Where does the string "dirt" occur in the records? Copy each line that holds it.

───── Records supplied ─────

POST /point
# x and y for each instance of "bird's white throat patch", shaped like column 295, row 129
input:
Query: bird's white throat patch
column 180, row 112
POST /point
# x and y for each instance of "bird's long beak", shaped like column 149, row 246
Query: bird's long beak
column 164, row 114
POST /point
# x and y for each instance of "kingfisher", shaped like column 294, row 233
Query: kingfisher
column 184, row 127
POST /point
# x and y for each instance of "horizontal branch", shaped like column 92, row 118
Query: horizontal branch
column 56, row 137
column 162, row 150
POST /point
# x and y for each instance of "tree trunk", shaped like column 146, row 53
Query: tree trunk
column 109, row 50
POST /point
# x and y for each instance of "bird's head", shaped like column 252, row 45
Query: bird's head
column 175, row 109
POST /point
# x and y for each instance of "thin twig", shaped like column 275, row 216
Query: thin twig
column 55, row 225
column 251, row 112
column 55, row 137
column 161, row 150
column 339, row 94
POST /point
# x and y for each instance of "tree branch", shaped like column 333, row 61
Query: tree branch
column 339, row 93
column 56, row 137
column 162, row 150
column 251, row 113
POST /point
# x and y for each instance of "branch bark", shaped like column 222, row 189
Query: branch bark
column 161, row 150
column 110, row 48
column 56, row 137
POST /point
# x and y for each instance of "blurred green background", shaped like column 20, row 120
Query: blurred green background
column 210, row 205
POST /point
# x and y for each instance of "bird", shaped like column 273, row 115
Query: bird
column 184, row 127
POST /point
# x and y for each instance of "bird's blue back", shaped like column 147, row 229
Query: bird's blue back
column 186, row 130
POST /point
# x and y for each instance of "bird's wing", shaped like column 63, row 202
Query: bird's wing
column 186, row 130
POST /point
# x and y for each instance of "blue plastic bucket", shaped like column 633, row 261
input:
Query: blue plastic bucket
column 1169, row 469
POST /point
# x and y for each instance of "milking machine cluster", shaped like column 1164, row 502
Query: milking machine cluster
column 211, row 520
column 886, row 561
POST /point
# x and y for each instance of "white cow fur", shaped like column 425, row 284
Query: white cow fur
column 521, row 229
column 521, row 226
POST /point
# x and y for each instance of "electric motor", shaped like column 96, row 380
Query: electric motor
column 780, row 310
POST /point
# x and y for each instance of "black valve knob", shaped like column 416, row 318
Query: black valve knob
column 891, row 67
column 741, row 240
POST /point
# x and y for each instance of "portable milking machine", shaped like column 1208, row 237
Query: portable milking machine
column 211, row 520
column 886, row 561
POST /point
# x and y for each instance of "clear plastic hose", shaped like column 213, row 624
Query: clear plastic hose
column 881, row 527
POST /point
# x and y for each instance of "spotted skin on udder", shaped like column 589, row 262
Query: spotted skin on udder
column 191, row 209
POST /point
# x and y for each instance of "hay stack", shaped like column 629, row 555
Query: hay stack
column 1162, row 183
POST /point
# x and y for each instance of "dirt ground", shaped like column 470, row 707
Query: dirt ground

─────

Answer to this problem:
# x and y for each instance of "dirt ground", shaped like column 470, row 707
Query: dirt ground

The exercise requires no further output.